Please carry on the piece about real estate agents getting snowed in at a showing, starting right after its last sentence.

# [EXTRACT PROVIDED]
==================================================

You know, the likelihood of getting stuck in a client’s home in the middle of the summer is probably pretty low, unless you’re wearing a new cashmere blazer and there’s a wet layer of fog lurking outside. Depending on where you work in Canada though, you might just find yourself stuck in someone else’s home in the middle of a blizzard.

I suppose there are a variety of ways that scenario may play out, some with surprising positives, others with considerable downsides. Let’s muse on a few of those possibilities while you are looking out your office window, and a few flakes are already starting to fall ahead of a showing:

You are previewing a home listed by another Realtor, and while the weather had been nasty on the way over, you’re sure you can get in and out before things get even worse. However, you have underestimated the sheer inconsiderate nature of Jack Frost, and the snow is now so bad you can’t open the front door after you’ve previewed the listing.

a) Relax. There’s food and drink, running water, and the owners can’t come home to surprise you as they are stranded elsewhere themselves.

b) You might be okay. The owner’s rottweiler has yet to discover how to chew through the bars in his kennel. That despite the unnerving realization that he has almost bent the bars outwards quite a way whilst angrily charging ever since you first arrived.

c) It might be time to panic. To pass the time, you used the fireplace bellows to pump up the warm glow of some lingering dimming embers, but all that did was propel ash into the air and all over the shag carpeting, which is considerably unforgiving in coming clean given that it was (non-ironically) snow white just a few minutes earlier.


You hadn’t expected to run into anyone while you were previewing this new listing, but one of the owners is indeed home. After a look-around, you both realize that the weather has taken a turn for the worse and there’s no way you can safely try to get back onto the road.

==================================================

# [INFORMATION SUPPLIED]
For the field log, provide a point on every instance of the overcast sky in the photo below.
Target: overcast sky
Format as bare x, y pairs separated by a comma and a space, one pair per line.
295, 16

==================================================

# [EXERCISE OUTPUT]
a) Relax! You hit it off while you were viewing the home, and this will allow you to get to know each other even better. It has been pretty slow on your eharmony page lately, after all…

b) You might be okay. While you’re single, the owner is clearly not, but that hasn’t prevented some pretty obvious flirting with you. And at least one comment about how you might feel about trying on some chaps and high heels to kill a little time during the storm.

c) Time to panic! The owner has confessed that he is a wannabe mime who needs to complete three more hours of trying to get out of an invisible box, and “it’s not like you can go anywhere anyhow, right?”


In the brief period of time since you left the office and arrived at this listing, there has been an avalanche from the adjacent mountainside that has covered the entry to the home right up to the roof line.

a) Relax. You’ve discovered the owner’s collection of fine wines and cheeses, and the extensive jazz collection on 180g vinyl ain’t so bad either.

b) You might be okay, although the increasing sagging and slight buckling sound in that roof line could be a concern.

c) Time to panic! You left your partner in the car while you ran in to take a quick look around, and he’s waving frantically at you from the inside of the new location of your car, inside the home’s front exterior wall!

Hey, it could happen! Happy winter selling!